Action item
Each entry needs to be reproduced verbatim.

[Stored entries]
^^^^^^^^
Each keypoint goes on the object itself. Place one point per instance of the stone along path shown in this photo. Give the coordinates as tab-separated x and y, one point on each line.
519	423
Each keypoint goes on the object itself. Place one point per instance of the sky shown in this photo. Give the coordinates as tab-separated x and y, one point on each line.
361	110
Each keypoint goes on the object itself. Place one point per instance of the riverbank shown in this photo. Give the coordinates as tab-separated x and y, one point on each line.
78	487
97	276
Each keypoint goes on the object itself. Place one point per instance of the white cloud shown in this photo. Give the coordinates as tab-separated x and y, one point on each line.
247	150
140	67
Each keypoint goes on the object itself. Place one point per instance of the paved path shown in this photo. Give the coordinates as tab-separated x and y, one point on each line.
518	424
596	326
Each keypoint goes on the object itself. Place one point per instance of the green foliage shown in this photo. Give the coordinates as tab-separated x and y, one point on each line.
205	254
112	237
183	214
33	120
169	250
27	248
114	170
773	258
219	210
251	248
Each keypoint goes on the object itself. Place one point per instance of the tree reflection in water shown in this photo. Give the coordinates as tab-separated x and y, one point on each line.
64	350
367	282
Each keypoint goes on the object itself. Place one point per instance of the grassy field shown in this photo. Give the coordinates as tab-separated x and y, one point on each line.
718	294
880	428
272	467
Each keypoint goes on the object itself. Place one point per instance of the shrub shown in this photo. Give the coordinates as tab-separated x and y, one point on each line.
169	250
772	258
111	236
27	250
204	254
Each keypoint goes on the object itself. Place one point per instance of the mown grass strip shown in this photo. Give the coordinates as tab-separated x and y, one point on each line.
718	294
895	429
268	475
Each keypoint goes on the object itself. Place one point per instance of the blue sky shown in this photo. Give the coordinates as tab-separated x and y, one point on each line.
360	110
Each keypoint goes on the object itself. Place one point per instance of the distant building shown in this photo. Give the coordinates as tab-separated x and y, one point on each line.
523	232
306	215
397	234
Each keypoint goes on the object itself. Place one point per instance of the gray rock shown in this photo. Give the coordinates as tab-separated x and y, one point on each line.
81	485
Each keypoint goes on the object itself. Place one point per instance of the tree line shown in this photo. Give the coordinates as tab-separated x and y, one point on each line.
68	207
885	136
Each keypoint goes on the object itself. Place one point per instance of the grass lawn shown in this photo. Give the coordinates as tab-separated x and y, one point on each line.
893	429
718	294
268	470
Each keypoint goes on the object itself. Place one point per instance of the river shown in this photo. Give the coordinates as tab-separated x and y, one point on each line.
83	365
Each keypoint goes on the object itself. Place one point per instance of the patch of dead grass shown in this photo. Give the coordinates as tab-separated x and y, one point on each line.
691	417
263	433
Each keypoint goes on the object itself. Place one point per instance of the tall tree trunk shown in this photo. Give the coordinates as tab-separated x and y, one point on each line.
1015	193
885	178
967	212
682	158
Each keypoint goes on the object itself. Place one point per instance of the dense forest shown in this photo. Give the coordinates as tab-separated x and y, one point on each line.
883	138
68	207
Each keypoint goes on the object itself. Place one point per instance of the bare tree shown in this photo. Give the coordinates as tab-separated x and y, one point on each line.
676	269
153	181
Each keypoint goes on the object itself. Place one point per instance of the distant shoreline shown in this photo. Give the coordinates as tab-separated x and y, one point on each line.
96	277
^^^^^^^^
Response
Each keypoint goes on the object itself. Place one point per instance of the stone along path shown in this photo. Give the coordinates as tab-separated x and y, one point on each line.
519	423
Each keypoint goes on the object itself. Place one point per instance of the sky shown in this photo. Give the coordinates as tab-separated x and y, one point on each line.
361	110
Each keypoint goes on the object itself. Place one point per instance of the riverbank shown in this photo. Give the coordinates as tab-separated x and y, one point on each line.
78	487
97	276
Each keypoint goes on the object itself. Place one point per instance of the white cloud shown in this photo. Give the coordinates as tab-separated x and y, one point on each line.
247	150
140	67
Each keypoint goes on the object itself. Place one point per instance of the paved path shown in this photo. Give the coordinates as tab-separated x and y, one point on each line.
518	424
596	326
Each keypoint goes on the object itself. Place one point per instance of the green foliage shown in this photo. Give the coordinates as tab-separated x and y, one point on each line.
205	254
112	237
183	214
33	120
169	250
27	248
114	170
773	258
219	210
251	248
Each keypoint goes on the object itself. Place one point per instance of the tree reflection in water shown in this photo. Give the coordinates as tab-separated x and y, one point on each line.
64	350
367	282
Each keypoint goes on the object itself. Place one point per instance of the grassy field shown in this photo. Give the coordinates as tab-separated x and y, one point on each line.
718	294
880	428
272	467
Each keypoint goes on the object itself. Place one point per instance of the shrub shown in this photo. Give the coordinates as tab-separated x and y, one point on each line.
169	250
772	258
111	236
27	250
204	254
Each keypoint goes on the object itself. Place one point per instance of the mown grass strip shown in this photo. Give the coordinates as tab-separated x and y, one point on each line.
718	294
895	429
268	475
Each keypoint goes on the object itself. Place one point per instance of the blue sky shown in this photo. Give the coordinates as tab-separated x and y, one point on each line.
360	110
Each keypoint goes on the object itself. Place one point per instance of the distant building shown in this photo. Give the coordinates as tab-separated x and y, one point on each line.
523	232
306	215
397	234
Each keypoint goes on the object itself. Place one point per instance of the gray rock shown in this photo. Give the coordinates as tab-separated x and y, one point on each line.
81	485
Each keypoint goes on the object itself. Place one point per instance of the tree line shown in this photo. Give the coordinates as tab-separated x and y, one point on each line.
68	207
885	136
Each keypoint goes on the object itself. Place one point per instance of the grass lawn shown in this photo. Give the coordinates as tab-separated x and y, one point on each line.
893	429
718	294
268	470
Each keypoint goes on the object itself. Place one point per instance of the river shown in this photo. Give the coordinates as tab-separated x and y, one point on each line.
83	365
Each keypoint goes on the object itself. Place one point per instance of the patch of dead grass shown in this photo. Give the coordinates as tab-separated x and y, one point on each line.
691	417
263	433
Each keypoint goes on the object itself. Place one point per instance of the tall tree trunk shown in this photo. Give the coordinates as tab-separated x and y, one point on each line.
1015	193
885	178
967	212
682	158
Each keypoint goes on the object itself. Place one point per instance of the dense forest shown in this photo. Give the coordinates as tab-separated x and y, one point on each line.
883	138
68	207
Each keypoint goes on the object itself. Place one point per instance of the bare tree shown in this photo. Give the coordinates as tab-separated x and y, one point on each line.
676	269
153	181
Each keypoint goes on the object itself. Place one point per instance of the distant shoreline shown in this photo. Give the coordinates as tab-separated x and y, one point on each line.
96	277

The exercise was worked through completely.